Task description
Return every row below verbatim, reproducing each line unchanged.

(Records from a pointing dataset)
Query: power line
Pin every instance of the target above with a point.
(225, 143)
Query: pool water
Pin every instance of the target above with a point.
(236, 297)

The response
Query: power line
Pin every instance of the target above with a point.
(225, 143)
Query: pool water
Pin every instance of the target above with a point.
(236, 297)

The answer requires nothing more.